Task details:
Display every line of the material below that contains the string "each". Copy those lines unchanged, and count a match only when uppercase and lowercase letters agree.

Records shown:
────────────────────────────────────────

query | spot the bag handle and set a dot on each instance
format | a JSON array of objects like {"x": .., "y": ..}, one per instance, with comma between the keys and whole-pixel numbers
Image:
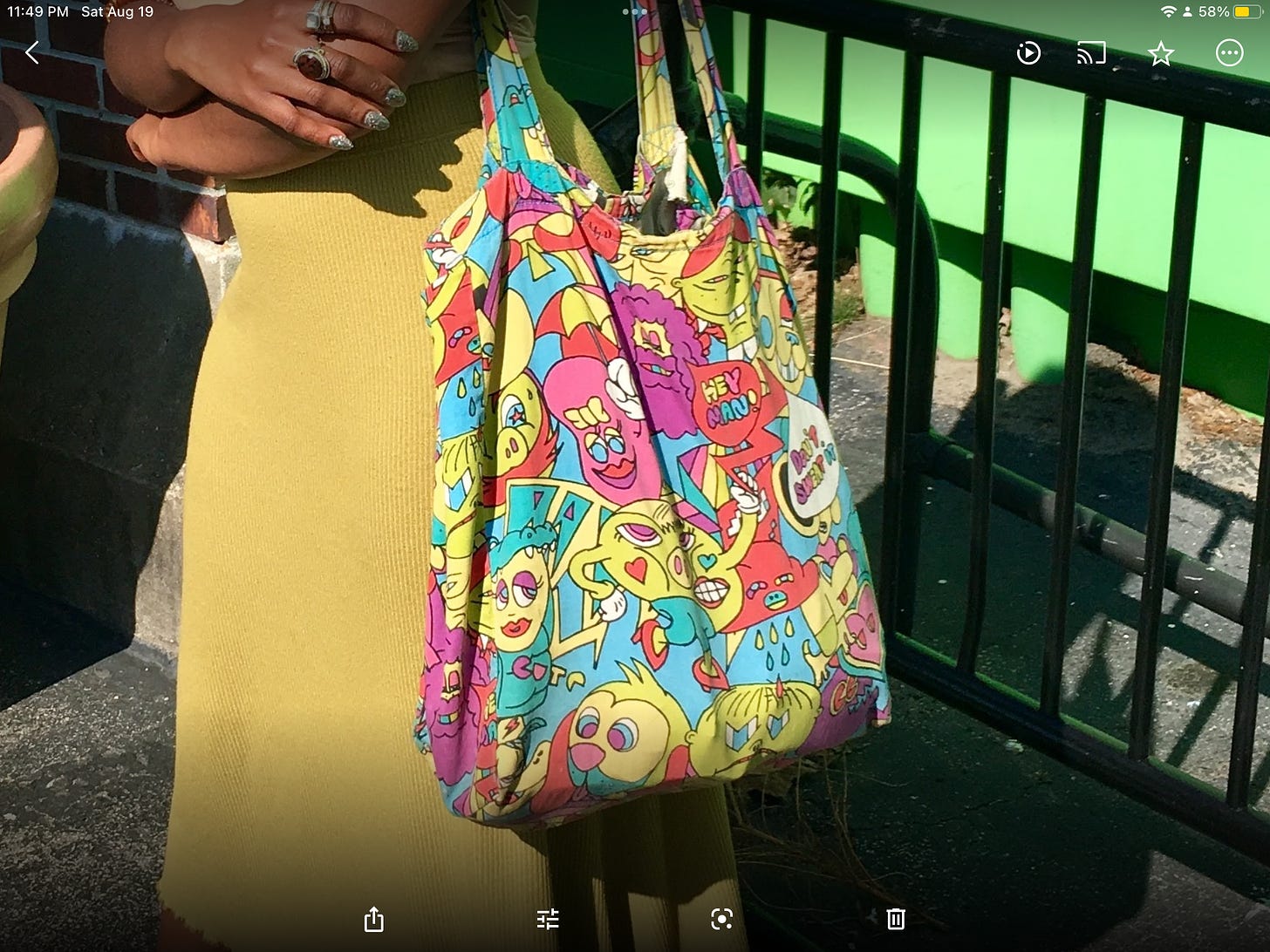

────────────────────────────────────────

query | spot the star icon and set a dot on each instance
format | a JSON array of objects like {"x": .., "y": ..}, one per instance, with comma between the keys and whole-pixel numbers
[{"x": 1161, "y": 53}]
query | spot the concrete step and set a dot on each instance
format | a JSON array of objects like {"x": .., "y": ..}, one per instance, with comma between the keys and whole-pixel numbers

────────────────────────────────────────

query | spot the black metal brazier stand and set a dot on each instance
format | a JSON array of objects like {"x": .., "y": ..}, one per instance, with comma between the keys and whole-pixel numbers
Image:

────────────────────────────────────────

Response for this exercise:
query | spot the bag handle and set a dot on each instance
query | spot the star icon and set a dot on each instance
query | spot the concrete step and set a dot on each instance
query | spot the black metal brazier stand and set a dot on each instance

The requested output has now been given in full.